Excerpts from a dataset
------------------------------------------------------------------------

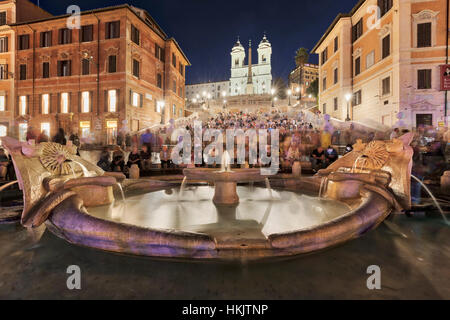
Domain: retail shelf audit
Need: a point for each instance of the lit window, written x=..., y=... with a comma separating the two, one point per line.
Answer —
x=85, y=102
x=65, y=102
x=136, y=97
x=2, y=103
x=85, y=127
x=23, y=128
x=45, y=104
x=23, y=105
x=45, y=128
x=112, y=100
x=3, y=131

------------------------------------------------------------------------

WHAT IS BEING ASKED: Please write out, exactly as they appear, only the lines from the one holding "Need: a point" through the end of the data.

SOLUTION TO THIS TASK:
Need: a point for each instance of the lit window, written x=..., y=... with a comma separating the two, one point per line.
Answer —
x=85, y=102
x=65, y=102
x=136, y=97
x=2, y=103
x=85, y=127
x=23, y=128
x=45, y=104
x=23, y=105
x=45, y=128
x=112, y=100
x=3, y=131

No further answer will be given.